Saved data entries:
------------------------------------
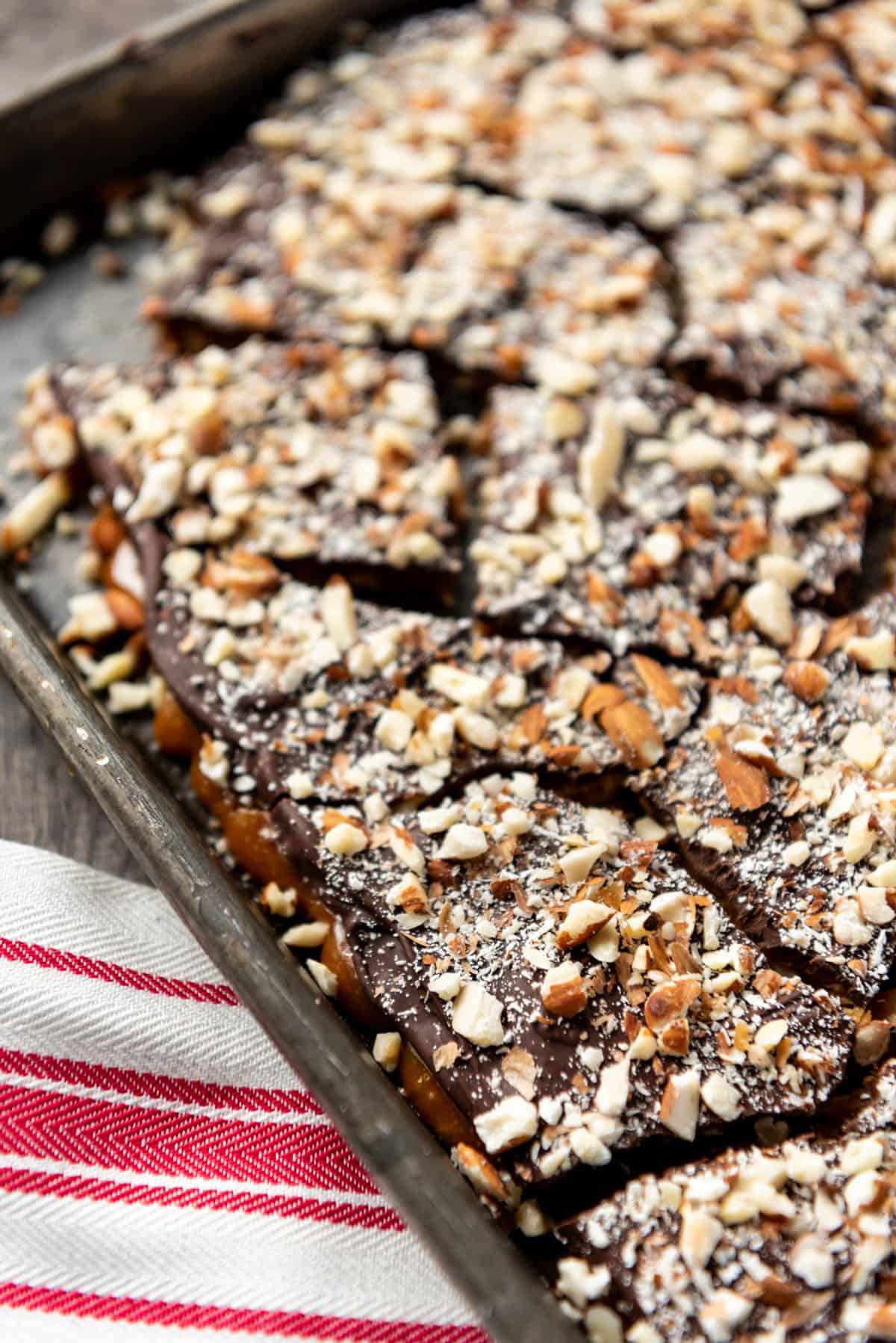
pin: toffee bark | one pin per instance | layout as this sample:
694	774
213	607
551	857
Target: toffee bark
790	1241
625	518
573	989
------------------------------------
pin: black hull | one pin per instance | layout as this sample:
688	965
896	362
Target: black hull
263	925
------------------------------------
■ **Activity**: Whenever the word "sample" shows up in a line above, copy that line.

■ **Response**:
pin: toffee bark | one pin per instance | layout as this sample:
pin: black hull | one pin per instance | layout as this sample:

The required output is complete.